───── Extract ─────

Monday, July 17, 2006

Origins Of HIV

So many questions have been posted since the discovery of the Human Immunodeficiency Virus but the most compelling has been that of its origins. Is it a new virus or an old virus that had lied dormant but going through mutations?

One way of tracing its origins was to look for similar viruses in non-human primates. Monkeys and apes were the most notable targets since they are known to be infected by some other important viruses that are known to infect man e.g. yellow fever virus.

In 1984 Max Essex et al examined large numbers of primates by serologically testing for cross-reactive epitopes in their sera. They found thus a monkey virus related to HIV in blood samples of the Asian macaques (macaca mulatta) housed at New England primate centre. At the same time captive macaques were reported to be developing AIDS-like symptoms, the virus was isolated and named SIV (simian immunodeficiency virus). It was clearly related to HIV; it infected the same CD4 subset of lymphocytes and reacted with antibodies produced by AIDS patients. The biochemical properties of SIV were similar to those of HIV.

───── Data section ─────

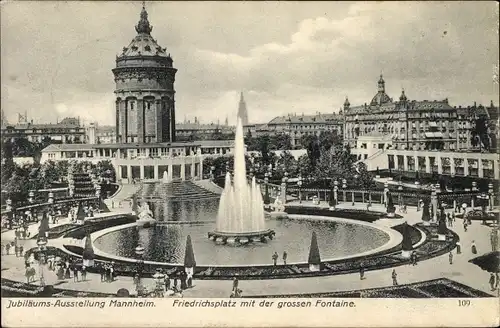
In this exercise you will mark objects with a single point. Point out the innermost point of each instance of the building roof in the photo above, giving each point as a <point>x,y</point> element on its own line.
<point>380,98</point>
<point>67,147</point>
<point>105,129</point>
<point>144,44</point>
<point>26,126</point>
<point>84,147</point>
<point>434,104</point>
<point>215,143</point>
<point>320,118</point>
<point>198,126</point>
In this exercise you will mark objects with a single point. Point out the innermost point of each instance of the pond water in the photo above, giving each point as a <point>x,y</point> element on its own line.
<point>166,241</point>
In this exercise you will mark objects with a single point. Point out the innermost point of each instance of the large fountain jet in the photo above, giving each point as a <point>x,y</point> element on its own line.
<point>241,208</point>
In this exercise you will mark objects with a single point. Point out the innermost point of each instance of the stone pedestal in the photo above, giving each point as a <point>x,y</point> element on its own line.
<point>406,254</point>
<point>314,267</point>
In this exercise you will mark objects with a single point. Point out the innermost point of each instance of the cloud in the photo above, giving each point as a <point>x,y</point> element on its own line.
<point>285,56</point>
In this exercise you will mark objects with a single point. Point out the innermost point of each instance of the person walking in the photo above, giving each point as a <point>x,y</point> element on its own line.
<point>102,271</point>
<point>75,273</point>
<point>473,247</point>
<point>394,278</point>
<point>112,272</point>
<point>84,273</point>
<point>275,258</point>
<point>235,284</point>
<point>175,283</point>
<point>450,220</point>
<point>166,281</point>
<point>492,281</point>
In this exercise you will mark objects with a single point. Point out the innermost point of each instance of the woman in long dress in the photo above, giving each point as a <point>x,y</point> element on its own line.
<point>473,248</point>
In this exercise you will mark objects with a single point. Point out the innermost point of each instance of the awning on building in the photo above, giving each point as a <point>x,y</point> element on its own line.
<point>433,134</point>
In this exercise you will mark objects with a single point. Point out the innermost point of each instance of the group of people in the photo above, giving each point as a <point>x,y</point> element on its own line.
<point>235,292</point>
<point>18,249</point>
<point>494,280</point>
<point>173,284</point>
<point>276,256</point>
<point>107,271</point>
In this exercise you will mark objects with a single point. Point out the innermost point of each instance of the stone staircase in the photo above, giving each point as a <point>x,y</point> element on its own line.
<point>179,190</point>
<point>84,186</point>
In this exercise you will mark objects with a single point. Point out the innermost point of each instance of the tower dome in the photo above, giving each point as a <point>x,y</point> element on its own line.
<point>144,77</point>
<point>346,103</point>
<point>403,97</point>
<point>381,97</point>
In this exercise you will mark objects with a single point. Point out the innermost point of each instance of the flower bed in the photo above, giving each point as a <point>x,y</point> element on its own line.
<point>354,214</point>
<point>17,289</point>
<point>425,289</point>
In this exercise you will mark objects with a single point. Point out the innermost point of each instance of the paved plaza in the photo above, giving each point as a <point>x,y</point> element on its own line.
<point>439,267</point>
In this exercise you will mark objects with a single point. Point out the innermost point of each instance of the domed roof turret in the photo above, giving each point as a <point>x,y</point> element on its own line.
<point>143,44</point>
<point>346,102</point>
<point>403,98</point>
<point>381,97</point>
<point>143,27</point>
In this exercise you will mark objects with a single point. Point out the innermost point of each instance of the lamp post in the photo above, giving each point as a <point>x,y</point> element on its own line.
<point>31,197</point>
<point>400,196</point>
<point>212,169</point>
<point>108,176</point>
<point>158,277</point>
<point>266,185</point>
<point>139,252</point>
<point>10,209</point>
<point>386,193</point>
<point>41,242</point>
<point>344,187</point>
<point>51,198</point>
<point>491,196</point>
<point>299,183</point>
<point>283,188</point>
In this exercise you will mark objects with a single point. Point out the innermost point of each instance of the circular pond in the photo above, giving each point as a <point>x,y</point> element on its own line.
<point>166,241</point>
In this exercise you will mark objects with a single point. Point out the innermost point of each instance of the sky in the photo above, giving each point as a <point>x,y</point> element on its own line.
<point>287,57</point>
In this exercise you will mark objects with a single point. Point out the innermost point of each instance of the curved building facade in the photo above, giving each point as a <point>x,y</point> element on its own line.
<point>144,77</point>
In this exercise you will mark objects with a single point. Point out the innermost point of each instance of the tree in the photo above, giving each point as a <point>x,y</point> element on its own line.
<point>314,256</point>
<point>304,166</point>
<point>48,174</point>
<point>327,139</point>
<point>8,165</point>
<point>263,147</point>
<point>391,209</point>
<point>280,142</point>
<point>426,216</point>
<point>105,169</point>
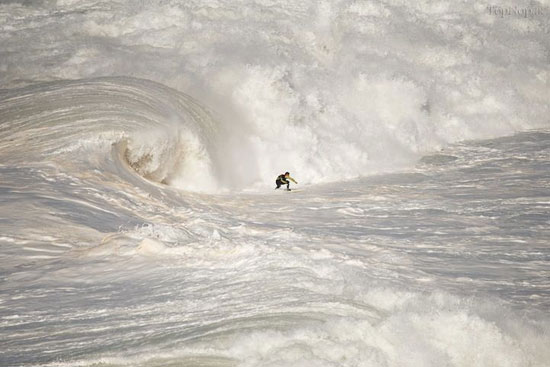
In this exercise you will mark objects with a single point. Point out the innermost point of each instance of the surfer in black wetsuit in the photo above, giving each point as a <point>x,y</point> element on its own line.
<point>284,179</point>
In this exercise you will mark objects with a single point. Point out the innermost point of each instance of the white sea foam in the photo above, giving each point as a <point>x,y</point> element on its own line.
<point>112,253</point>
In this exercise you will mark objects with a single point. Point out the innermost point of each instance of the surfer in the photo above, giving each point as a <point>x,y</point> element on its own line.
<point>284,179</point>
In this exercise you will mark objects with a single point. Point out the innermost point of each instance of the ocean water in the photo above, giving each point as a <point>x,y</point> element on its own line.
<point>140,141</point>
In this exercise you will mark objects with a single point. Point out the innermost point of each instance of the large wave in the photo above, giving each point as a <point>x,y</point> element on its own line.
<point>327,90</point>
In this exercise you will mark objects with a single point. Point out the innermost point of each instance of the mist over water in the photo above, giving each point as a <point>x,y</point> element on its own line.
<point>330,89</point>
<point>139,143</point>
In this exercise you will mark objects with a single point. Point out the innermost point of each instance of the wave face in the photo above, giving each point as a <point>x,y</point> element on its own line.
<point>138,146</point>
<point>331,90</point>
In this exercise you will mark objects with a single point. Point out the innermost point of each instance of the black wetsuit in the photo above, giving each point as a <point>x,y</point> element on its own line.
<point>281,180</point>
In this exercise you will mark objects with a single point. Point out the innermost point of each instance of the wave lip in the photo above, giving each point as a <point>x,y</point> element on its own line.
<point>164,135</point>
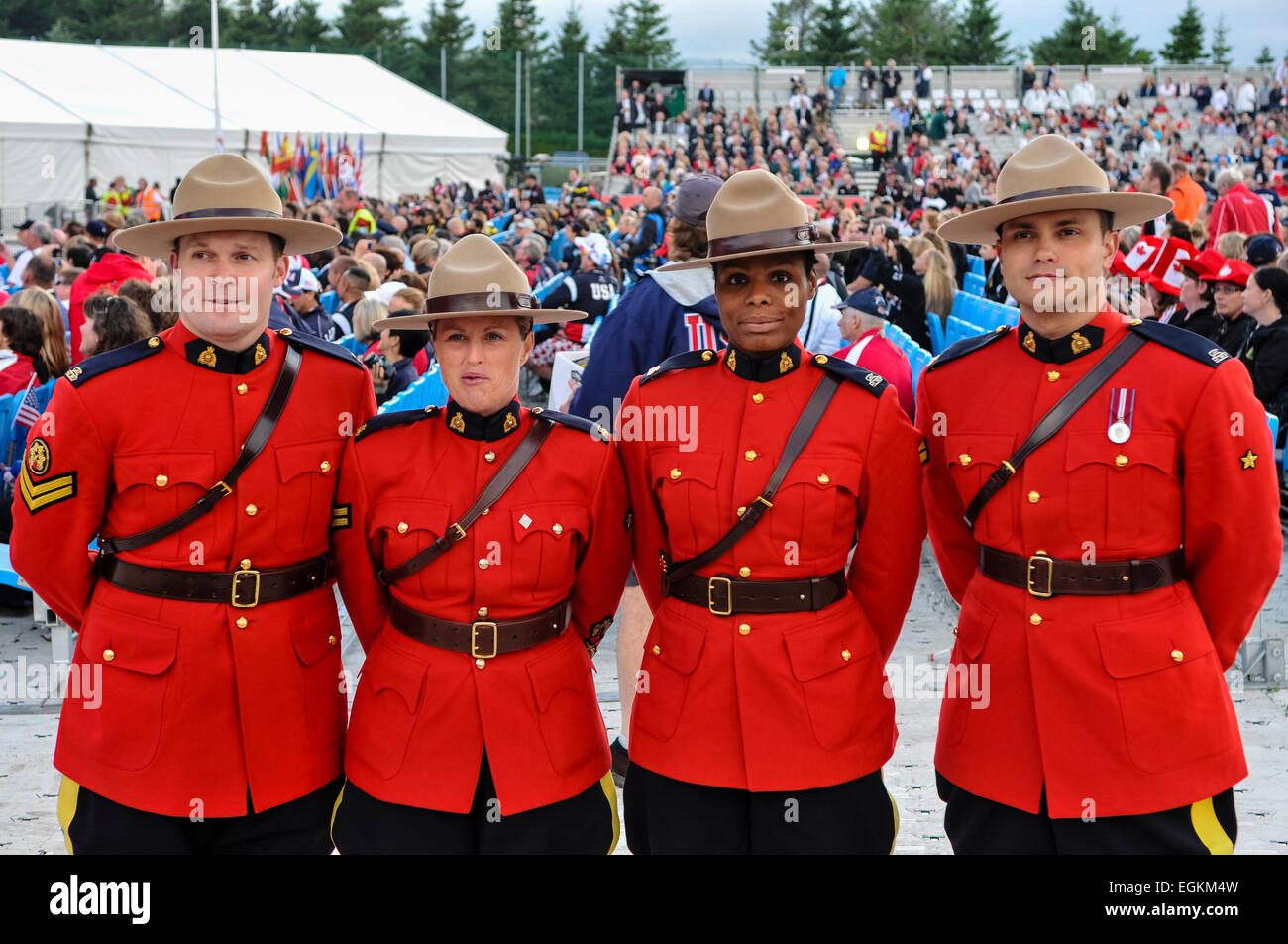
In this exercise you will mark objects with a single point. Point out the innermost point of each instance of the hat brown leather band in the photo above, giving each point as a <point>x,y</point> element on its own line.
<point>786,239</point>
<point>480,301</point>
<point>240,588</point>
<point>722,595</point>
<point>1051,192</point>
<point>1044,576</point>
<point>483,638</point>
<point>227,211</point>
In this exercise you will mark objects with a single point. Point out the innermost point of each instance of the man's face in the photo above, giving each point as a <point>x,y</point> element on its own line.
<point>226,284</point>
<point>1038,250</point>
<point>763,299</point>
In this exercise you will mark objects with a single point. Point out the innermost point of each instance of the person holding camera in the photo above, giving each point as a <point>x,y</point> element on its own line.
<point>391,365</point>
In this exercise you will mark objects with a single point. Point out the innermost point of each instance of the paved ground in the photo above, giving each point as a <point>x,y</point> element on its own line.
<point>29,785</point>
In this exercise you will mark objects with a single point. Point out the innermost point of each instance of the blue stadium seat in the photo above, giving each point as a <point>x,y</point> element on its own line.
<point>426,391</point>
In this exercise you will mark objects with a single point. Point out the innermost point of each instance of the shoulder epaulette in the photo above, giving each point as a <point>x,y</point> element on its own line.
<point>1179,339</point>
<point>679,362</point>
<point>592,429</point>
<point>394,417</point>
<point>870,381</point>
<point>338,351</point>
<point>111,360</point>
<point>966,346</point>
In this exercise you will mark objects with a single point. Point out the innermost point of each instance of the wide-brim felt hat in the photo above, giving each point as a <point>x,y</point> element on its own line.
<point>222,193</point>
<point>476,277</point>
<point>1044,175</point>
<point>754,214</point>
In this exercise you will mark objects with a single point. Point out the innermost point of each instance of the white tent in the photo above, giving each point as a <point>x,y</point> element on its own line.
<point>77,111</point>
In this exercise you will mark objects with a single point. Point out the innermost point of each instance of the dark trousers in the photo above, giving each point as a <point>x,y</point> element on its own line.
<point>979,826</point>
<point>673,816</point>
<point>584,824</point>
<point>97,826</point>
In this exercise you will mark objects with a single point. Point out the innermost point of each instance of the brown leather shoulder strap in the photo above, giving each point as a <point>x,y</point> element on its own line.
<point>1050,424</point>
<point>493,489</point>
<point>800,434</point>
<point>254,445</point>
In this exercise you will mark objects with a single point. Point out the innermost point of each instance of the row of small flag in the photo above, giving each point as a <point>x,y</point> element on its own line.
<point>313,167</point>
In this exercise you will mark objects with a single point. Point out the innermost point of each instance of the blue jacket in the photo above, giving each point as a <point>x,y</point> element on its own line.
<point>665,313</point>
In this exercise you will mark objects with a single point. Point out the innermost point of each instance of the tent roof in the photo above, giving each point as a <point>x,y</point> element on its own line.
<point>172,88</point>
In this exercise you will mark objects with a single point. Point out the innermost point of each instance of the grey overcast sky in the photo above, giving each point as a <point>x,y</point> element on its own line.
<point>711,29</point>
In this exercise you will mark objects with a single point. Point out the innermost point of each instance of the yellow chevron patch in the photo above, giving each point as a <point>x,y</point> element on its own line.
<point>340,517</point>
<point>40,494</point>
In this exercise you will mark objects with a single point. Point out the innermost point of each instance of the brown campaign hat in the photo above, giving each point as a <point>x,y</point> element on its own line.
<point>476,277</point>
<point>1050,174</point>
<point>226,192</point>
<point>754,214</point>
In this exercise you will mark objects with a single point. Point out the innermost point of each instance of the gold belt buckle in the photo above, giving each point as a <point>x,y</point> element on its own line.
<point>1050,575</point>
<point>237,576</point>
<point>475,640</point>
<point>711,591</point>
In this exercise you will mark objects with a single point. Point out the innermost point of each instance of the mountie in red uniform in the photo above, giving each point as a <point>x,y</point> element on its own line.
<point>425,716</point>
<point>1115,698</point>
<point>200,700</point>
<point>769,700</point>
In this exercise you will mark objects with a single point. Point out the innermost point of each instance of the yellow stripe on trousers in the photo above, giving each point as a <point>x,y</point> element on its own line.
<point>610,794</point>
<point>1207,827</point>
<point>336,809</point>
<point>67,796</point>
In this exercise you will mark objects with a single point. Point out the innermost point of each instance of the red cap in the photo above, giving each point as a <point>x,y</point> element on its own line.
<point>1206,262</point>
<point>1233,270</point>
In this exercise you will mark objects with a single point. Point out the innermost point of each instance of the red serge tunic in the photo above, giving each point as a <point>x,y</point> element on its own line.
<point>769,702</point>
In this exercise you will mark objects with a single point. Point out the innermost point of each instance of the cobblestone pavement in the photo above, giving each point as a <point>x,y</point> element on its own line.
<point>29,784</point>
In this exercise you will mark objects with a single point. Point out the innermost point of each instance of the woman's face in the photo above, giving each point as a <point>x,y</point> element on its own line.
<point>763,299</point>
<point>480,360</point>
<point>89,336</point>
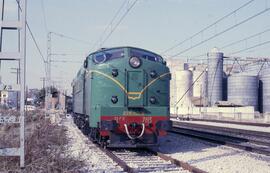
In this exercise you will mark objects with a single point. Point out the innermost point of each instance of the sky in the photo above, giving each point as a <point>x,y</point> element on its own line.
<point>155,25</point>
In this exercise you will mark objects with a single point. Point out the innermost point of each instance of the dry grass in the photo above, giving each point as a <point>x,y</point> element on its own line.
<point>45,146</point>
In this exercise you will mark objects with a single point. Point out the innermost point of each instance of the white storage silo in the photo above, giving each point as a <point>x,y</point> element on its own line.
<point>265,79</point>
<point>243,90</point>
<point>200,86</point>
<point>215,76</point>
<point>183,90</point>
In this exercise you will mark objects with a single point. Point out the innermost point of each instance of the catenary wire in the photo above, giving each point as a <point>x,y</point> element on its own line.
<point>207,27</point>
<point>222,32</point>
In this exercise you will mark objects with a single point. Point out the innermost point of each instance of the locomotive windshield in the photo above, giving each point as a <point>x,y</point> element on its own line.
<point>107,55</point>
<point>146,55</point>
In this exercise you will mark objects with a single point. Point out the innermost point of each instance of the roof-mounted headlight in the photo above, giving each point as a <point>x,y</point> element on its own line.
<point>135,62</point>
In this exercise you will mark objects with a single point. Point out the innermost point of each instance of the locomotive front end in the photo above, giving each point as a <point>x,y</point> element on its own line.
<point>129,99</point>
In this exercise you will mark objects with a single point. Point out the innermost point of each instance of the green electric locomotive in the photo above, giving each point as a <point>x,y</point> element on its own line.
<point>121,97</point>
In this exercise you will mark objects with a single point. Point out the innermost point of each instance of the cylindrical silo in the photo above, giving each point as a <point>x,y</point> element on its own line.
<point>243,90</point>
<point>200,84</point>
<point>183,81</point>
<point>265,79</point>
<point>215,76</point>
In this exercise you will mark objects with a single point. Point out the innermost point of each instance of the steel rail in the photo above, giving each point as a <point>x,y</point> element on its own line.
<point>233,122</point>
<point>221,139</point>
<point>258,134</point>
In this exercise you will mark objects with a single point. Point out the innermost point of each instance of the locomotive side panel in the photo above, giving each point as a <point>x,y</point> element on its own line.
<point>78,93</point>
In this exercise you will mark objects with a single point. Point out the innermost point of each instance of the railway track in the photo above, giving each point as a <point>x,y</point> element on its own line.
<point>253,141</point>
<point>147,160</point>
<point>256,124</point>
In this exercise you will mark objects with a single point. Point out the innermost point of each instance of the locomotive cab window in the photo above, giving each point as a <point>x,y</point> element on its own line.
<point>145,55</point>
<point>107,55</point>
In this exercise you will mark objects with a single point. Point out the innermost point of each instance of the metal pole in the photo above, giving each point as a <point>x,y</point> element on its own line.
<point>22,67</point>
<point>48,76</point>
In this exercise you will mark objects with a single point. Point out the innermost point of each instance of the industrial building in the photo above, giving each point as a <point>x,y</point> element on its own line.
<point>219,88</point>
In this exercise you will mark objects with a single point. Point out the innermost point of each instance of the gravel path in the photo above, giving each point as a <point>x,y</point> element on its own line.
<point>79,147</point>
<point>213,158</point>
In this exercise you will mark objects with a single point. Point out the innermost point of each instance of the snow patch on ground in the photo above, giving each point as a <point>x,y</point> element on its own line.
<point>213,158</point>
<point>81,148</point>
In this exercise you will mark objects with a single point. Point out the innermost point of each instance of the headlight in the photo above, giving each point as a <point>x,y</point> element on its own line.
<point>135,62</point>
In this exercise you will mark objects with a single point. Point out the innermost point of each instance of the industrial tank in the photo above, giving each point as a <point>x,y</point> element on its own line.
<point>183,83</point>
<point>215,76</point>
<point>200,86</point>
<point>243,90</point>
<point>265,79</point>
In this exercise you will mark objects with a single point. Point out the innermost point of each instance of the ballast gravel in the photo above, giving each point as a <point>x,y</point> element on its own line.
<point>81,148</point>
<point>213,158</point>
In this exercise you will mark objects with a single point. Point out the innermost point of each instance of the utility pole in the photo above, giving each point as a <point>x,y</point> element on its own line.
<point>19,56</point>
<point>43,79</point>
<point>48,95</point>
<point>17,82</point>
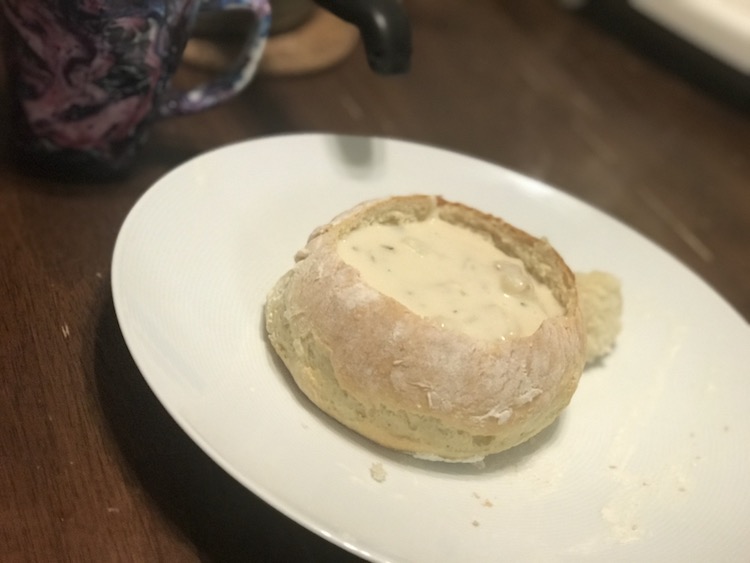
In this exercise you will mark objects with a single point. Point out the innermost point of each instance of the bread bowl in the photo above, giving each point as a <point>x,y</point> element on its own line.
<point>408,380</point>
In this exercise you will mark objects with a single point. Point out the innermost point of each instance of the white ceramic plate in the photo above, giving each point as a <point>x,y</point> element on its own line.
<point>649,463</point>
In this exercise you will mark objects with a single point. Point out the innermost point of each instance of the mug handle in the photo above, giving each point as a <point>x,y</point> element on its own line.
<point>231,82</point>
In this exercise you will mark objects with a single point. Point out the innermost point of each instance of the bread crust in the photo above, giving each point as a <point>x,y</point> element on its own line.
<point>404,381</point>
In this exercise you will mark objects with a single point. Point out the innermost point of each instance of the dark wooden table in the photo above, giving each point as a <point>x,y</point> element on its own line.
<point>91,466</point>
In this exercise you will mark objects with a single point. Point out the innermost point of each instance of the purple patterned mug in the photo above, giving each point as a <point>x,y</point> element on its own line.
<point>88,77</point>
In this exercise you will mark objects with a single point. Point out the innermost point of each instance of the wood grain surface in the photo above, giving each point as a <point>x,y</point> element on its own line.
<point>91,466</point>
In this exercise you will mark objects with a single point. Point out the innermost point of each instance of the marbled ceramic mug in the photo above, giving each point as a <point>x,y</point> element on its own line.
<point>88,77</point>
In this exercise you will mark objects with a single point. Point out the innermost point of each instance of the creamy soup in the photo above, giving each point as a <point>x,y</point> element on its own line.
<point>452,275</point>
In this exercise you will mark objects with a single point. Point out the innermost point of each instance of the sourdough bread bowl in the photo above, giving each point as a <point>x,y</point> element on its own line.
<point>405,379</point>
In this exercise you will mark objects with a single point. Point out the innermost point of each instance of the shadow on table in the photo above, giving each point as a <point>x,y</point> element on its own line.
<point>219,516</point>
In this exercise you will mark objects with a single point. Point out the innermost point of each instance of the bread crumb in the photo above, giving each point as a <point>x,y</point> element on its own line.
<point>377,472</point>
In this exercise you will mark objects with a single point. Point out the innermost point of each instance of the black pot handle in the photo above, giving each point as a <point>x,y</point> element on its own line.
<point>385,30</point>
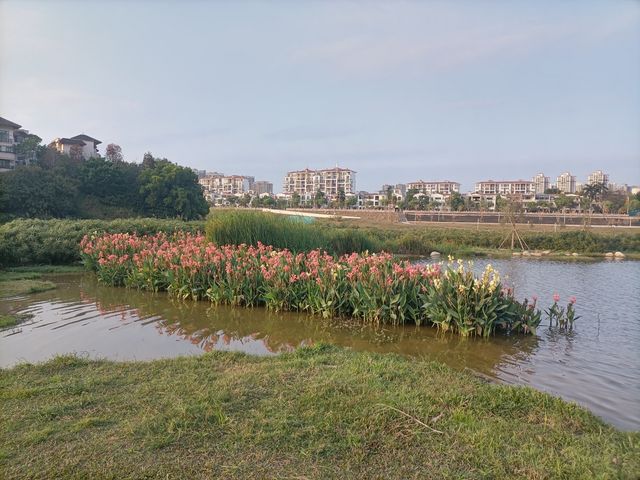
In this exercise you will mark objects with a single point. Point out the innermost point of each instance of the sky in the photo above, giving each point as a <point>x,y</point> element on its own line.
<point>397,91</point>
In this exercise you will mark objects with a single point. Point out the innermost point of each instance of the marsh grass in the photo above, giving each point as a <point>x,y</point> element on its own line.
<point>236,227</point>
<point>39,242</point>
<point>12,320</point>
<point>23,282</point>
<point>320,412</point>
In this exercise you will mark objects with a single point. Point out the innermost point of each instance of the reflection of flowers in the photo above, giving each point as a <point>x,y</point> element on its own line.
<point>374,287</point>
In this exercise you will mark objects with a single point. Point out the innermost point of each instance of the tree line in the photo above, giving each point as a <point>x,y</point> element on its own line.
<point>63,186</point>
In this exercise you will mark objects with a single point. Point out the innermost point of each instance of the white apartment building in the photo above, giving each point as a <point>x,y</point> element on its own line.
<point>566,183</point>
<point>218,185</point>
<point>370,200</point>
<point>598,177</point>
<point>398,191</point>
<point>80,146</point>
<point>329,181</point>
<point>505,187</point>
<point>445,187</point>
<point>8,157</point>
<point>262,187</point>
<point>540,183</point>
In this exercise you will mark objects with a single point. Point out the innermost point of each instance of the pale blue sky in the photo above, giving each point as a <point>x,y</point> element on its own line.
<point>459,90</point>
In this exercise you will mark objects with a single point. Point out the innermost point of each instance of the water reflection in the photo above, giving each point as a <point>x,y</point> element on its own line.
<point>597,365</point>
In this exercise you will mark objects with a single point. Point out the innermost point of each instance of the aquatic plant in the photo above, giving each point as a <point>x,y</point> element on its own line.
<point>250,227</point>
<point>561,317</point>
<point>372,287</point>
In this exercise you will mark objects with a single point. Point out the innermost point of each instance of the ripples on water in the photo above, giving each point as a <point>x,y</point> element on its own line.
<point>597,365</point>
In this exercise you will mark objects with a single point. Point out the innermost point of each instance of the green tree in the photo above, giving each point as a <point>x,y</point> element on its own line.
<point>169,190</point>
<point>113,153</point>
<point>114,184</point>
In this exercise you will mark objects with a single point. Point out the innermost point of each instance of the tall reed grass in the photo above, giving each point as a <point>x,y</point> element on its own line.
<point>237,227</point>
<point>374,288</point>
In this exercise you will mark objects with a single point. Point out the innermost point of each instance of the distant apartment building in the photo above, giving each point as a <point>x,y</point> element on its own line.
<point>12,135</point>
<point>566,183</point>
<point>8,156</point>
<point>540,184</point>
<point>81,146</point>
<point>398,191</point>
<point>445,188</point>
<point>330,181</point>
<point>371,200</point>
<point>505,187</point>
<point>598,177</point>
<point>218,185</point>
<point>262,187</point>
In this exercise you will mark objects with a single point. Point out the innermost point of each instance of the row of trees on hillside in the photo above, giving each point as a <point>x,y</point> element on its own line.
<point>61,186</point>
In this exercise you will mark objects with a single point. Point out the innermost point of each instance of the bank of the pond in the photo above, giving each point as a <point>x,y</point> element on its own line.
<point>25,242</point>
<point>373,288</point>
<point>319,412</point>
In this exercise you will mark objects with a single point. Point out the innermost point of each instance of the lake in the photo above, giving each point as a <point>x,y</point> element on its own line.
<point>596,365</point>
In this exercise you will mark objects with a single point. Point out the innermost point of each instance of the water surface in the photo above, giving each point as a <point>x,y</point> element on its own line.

─────

= Work task =
Please give the year in which Max Essex et al examined large numbers of primates, according to the text on the origins of HIV.

= Task response =
1984